Pull out every line of the material below that contains the word "Target".

----- MATERIAL SHOWN -----

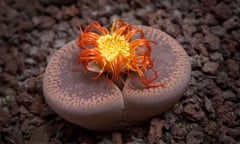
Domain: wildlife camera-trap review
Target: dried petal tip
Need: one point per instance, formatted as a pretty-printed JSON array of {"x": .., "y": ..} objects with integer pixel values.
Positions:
[{"x": 116, "y": 51}]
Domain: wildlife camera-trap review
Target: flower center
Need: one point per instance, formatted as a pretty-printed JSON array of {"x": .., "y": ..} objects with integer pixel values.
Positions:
[{"x": 112, "y": 46}]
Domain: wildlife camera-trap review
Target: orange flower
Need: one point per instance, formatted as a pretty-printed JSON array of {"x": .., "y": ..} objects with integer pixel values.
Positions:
[{"x": 116, "y": 51}]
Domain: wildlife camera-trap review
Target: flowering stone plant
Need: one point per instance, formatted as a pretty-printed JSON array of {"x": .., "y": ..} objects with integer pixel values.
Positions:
[
  {"x": 138, "y": 71},
  {"x": 116, "y": 51}
]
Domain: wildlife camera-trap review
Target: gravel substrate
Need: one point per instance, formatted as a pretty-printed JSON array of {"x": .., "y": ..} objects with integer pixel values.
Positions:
[{"x": 209, "y": 30}]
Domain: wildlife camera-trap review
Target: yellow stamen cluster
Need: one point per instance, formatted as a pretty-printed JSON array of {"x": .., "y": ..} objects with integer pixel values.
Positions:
[
  {"x": 116, "y": 51},
  {"x": 110, "y": 46}
]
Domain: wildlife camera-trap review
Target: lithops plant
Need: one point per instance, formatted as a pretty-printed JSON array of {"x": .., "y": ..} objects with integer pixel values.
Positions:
[{"x": 152, "y": 67}]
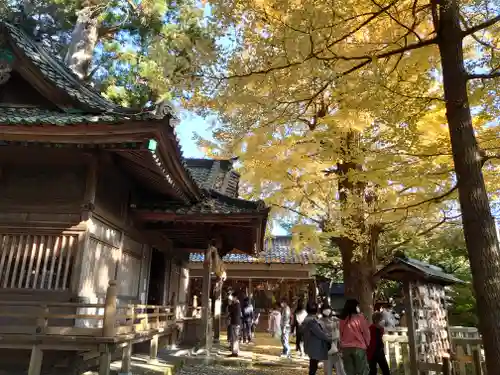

-----

● **FINAL RESULT**
Target: dried petal tip
Target: flower center
Target: orange flower
Target: flowering stone plant
Target: gravel substrate
Target: yellow stamen cluster
Target: lithops plant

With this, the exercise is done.